(Collected data)

-- -- --

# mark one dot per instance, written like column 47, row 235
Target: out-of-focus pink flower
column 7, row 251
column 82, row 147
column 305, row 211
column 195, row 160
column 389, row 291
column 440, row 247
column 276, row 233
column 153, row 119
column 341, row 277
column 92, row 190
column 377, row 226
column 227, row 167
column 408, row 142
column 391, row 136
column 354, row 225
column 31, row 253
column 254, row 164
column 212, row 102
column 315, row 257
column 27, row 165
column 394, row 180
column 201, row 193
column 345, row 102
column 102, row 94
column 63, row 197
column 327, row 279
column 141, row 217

-- -- --

Please copy out the data above exactly.

# mark one dot per instance, written like column 47, row 235
Target: out-of-focus pink flower
column 7, row 251
column 82, row 147
column 305, row 211
column 195, row 160
column 389, row 291
column 440, row 247
column 276, row 233
column 153, row 119
column 341, row 277
column 92, row 190
column 377, row 226
column 227, row 167
column 408, row 142
column 391, row 136
column 354, row 225
column 31, row 253
column 254, row 164
column 212, row 102
column 315, row 257
column 27, row 165
column 394, row 180
column 201, row 193
column 345, row 102
column 102, row 94
column 63, row 197
column 327, row 279
column 141, row 217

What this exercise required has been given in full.